STATED TASK — Locate every line in the records below that contains the string "background", and copy each one in full. Matching is case-sensitive.

DATASET —
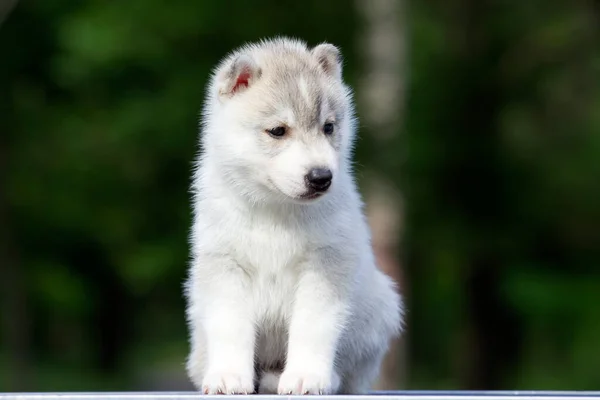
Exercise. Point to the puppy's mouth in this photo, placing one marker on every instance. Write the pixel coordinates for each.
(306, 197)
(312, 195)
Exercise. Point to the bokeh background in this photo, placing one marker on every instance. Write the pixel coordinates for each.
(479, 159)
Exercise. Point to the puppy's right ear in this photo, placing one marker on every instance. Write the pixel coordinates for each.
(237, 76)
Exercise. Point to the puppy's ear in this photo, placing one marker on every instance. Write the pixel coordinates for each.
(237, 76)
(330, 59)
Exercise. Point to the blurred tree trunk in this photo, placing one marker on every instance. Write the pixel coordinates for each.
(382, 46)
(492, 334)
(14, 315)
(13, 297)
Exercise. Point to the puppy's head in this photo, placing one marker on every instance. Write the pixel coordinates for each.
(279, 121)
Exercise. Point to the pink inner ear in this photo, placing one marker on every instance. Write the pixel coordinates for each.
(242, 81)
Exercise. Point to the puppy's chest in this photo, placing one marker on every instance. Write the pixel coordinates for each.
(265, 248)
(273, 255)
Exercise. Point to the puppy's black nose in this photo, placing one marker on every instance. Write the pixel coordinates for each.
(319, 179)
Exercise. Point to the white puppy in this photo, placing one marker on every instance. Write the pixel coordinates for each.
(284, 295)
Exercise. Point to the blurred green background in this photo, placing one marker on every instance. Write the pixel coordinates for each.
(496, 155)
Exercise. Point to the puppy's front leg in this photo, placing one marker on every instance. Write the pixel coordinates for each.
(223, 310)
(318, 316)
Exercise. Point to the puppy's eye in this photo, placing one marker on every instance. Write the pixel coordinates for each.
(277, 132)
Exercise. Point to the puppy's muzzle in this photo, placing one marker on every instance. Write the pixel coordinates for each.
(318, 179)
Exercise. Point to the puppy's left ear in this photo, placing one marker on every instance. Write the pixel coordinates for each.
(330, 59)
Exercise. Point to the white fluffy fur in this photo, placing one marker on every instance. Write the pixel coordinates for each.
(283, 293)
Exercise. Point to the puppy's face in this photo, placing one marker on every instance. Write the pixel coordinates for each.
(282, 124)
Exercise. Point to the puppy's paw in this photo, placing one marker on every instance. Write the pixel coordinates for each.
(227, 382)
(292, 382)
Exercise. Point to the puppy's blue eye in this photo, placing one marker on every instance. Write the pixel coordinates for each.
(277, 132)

==

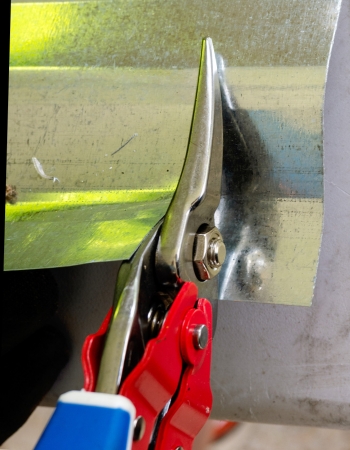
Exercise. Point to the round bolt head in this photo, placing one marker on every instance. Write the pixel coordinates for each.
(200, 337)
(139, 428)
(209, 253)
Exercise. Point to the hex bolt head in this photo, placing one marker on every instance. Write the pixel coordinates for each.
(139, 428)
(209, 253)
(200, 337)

COMPLETE OUTPUT —
Exercise. Point to the bokeh background in this photo, placing one marker on every instance. Write the pixel coordinates for each.
Exercise. Point to the blurred green background in this photo, placing one marker on every instance. Write the pixel coordinates for each.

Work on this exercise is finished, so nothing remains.